TASK REQUIREMENTS: Write out only the tail of the records, beginning at the line containing "phrase -- front door" and including the last line, exactly as written.
Begin RAW DATA
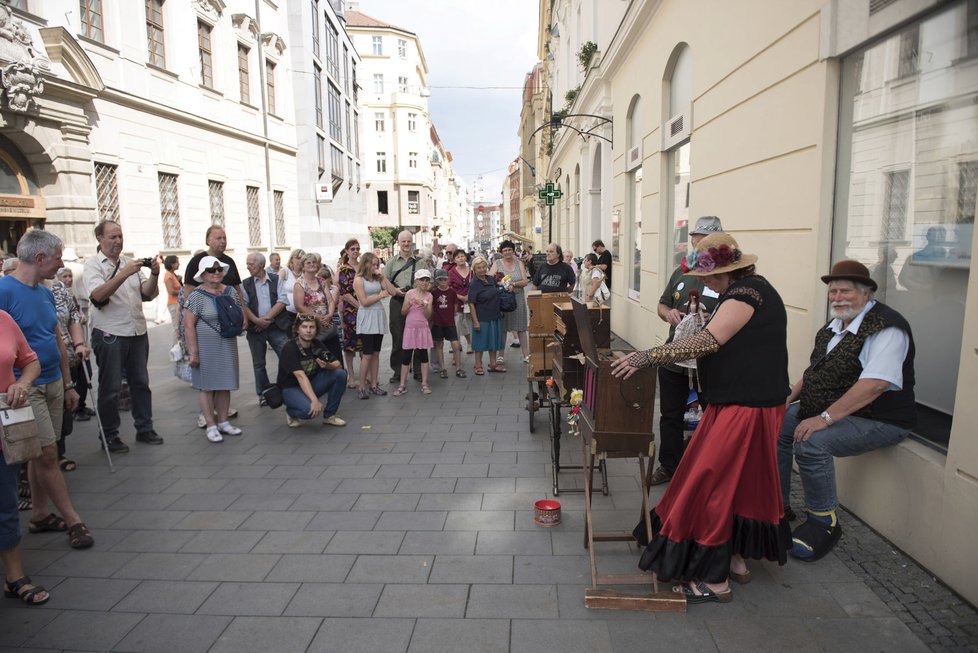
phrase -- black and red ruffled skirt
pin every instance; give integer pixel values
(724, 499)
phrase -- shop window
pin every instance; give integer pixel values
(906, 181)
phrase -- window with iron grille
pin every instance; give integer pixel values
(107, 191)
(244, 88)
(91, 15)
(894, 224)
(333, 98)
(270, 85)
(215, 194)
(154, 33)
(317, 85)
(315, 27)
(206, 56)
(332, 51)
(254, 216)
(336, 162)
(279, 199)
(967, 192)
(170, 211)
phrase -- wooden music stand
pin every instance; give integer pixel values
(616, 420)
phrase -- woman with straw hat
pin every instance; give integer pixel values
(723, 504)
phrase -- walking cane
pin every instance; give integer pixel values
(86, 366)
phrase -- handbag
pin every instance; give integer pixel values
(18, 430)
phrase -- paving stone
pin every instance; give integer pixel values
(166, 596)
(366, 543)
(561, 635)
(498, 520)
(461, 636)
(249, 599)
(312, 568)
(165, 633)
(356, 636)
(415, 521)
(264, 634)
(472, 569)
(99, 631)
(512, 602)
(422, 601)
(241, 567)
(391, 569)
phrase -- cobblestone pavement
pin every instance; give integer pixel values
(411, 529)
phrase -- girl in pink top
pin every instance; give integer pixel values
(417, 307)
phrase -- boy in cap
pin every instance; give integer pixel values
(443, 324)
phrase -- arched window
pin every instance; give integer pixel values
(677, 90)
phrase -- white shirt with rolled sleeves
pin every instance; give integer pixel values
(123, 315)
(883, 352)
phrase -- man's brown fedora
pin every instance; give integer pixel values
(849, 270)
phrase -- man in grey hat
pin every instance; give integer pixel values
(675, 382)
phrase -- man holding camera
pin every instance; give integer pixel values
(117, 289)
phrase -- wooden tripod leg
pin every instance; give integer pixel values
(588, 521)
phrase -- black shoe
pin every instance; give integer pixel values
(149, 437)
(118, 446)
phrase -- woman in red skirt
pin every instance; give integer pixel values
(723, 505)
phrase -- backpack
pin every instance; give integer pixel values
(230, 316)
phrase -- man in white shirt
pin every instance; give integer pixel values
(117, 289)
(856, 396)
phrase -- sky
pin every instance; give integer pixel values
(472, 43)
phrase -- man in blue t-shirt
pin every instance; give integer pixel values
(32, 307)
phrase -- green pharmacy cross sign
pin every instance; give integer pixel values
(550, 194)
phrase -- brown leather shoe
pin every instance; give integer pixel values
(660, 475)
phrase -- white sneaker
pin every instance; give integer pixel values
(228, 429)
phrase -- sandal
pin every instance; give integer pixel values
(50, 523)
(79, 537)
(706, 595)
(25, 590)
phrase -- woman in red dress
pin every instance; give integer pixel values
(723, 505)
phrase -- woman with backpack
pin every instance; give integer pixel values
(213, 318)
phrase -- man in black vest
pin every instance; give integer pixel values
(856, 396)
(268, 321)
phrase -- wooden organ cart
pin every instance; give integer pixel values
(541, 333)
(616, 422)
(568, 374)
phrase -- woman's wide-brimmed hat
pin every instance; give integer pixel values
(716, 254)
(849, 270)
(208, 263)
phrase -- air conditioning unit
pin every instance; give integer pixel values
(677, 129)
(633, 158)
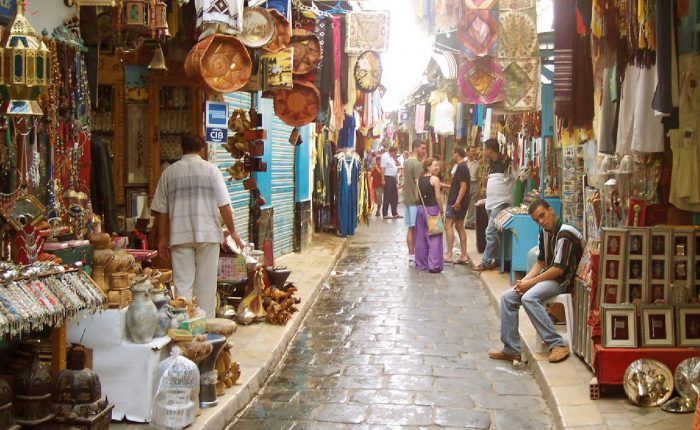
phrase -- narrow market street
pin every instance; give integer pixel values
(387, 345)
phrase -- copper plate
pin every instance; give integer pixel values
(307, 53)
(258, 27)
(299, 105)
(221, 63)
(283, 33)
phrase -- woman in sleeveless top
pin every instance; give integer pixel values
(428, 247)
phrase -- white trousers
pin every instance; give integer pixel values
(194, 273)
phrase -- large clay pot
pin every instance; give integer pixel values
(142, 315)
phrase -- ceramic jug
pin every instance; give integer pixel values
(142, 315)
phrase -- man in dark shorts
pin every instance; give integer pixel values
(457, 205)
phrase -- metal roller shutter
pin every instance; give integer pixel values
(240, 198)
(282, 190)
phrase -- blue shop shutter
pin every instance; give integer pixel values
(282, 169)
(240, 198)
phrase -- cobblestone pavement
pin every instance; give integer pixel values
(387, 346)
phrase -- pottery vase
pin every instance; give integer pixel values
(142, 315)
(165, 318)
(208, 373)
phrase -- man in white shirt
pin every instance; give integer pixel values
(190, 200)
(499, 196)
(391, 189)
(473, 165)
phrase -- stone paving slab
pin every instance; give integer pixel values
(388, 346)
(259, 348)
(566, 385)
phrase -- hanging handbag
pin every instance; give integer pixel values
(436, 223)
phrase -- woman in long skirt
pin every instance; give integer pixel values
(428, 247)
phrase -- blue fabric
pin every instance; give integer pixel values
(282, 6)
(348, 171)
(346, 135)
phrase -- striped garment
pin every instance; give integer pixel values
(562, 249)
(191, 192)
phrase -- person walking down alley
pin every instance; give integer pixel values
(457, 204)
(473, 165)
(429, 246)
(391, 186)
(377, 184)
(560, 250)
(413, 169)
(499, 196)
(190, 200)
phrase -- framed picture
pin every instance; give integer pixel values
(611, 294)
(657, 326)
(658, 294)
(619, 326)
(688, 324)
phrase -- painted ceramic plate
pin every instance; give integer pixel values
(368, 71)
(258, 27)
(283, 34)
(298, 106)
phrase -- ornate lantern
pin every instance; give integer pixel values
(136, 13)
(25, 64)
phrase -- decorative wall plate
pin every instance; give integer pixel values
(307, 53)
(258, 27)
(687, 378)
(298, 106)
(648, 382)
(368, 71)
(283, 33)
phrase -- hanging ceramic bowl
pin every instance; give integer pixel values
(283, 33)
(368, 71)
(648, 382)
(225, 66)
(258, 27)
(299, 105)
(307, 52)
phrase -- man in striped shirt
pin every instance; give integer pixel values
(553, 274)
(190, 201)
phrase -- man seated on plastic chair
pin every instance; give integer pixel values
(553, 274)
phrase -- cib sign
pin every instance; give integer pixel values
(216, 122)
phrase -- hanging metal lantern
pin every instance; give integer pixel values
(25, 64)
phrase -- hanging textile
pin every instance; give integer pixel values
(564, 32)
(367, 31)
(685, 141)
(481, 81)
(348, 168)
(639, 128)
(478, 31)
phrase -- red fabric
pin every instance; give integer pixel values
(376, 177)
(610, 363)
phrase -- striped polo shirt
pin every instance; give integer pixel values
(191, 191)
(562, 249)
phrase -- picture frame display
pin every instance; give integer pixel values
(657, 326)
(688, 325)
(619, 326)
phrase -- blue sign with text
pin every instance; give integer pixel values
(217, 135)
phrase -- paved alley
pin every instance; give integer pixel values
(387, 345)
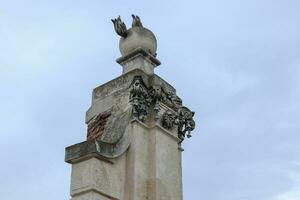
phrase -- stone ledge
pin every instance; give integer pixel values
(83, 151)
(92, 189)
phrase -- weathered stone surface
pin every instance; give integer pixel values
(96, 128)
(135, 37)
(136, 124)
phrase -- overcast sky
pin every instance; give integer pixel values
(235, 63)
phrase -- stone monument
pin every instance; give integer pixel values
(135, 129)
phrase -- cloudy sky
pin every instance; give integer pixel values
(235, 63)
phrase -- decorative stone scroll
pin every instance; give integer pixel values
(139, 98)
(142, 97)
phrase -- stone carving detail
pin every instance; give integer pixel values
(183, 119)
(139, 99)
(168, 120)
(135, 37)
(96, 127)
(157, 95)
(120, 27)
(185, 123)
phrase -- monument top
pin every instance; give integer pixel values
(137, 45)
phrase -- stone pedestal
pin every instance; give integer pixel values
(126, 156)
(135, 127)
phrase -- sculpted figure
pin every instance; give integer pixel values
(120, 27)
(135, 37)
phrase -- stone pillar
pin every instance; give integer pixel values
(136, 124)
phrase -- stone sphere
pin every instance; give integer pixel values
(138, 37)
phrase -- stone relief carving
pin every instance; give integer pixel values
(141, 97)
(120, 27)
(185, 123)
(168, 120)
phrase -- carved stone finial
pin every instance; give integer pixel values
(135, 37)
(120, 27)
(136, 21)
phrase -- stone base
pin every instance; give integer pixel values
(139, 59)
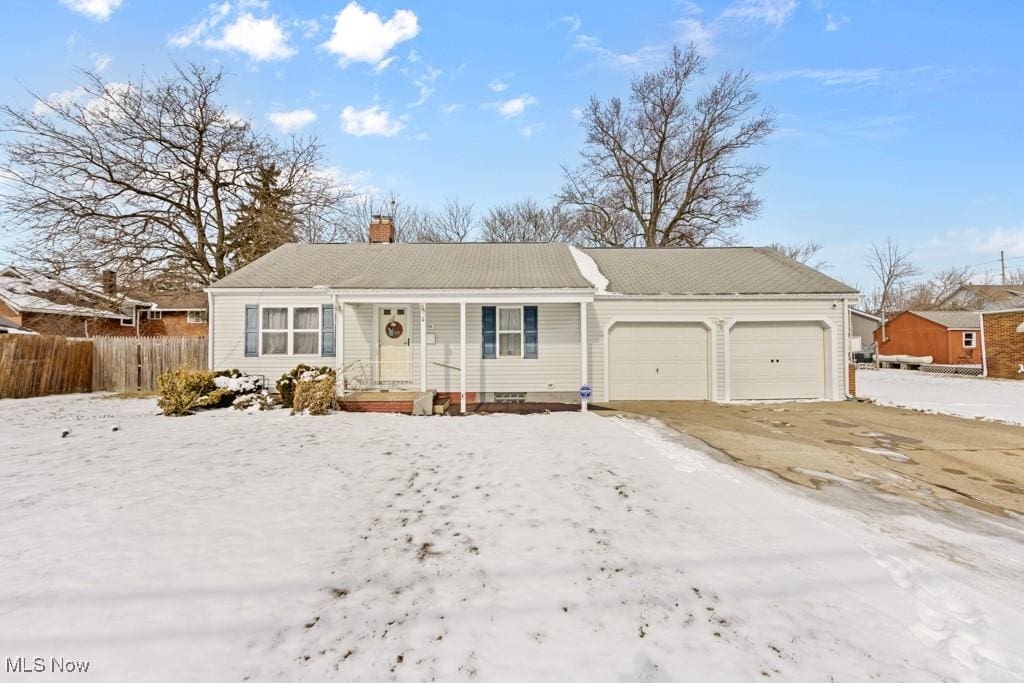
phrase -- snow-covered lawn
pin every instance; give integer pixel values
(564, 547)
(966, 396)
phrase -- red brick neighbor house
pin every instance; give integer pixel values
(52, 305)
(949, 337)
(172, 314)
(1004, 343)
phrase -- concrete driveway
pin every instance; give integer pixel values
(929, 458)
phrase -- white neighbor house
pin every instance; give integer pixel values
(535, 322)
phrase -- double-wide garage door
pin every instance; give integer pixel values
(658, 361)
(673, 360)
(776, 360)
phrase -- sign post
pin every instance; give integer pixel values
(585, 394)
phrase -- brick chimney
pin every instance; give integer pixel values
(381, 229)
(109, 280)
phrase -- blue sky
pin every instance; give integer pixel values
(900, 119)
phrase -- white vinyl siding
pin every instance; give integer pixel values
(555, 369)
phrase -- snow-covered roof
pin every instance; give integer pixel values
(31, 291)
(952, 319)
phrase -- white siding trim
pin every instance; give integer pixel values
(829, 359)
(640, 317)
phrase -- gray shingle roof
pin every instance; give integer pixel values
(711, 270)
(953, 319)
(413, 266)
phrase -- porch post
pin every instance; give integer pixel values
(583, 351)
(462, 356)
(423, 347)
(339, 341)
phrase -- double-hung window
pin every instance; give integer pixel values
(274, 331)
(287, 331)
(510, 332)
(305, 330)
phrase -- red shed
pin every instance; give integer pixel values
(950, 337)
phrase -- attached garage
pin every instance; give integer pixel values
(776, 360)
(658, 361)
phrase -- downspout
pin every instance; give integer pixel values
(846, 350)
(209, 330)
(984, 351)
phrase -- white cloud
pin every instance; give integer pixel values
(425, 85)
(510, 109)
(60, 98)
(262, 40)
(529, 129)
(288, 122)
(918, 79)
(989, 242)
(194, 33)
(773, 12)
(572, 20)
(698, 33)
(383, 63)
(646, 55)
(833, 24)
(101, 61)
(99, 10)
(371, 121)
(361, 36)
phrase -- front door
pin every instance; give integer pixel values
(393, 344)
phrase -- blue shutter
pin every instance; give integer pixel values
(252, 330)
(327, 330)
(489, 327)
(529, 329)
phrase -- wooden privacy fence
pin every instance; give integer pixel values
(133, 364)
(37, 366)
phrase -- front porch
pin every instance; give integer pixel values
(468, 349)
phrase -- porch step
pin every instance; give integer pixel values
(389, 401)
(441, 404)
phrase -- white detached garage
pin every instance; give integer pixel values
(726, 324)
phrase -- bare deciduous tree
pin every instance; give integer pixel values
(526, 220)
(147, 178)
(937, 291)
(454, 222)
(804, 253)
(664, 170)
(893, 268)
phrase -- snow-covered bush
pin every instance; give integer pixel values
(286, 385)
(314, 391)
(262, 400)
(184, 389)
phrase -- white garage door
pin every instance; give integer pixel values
End RAW DATA
RESPONSE FOR THIS EXERCISE:
phrase -- front door
pin every instance; give integer pixel values
(393, 344)
phrase -- blue shutter
pin every instance; give integer pixel values
(252, 330)
(327, 330)
(489, 327)
(529, 329)
phrase -- wooden privacy fence
pin every instance; give integer pixel values
(133, 364)
(37, 366)
phrase -- front porch
pin every instance; give integer pixel values
(468, 349)
phrase -- porch step
pin every instance; give integer pixel values
(389, 401)
(441, 404)
phrase -- white detached garage
pin every instance; give integer pixel values
(726, 324)
phrase -- bare deciduous tree
pin every instance; give integer pixel values
(526, 220)
(147, 178)
(937, 291)
(454, 222)
(804, 253)
(664, 170)
(893, 268)
phrase -- snow-covered bush
pin every instance; give integer pixel values
(286, 385)
(314, 391)
(262, 400)
(184, 389)
phrase -- white garage door
pin every instance; give integer pixel values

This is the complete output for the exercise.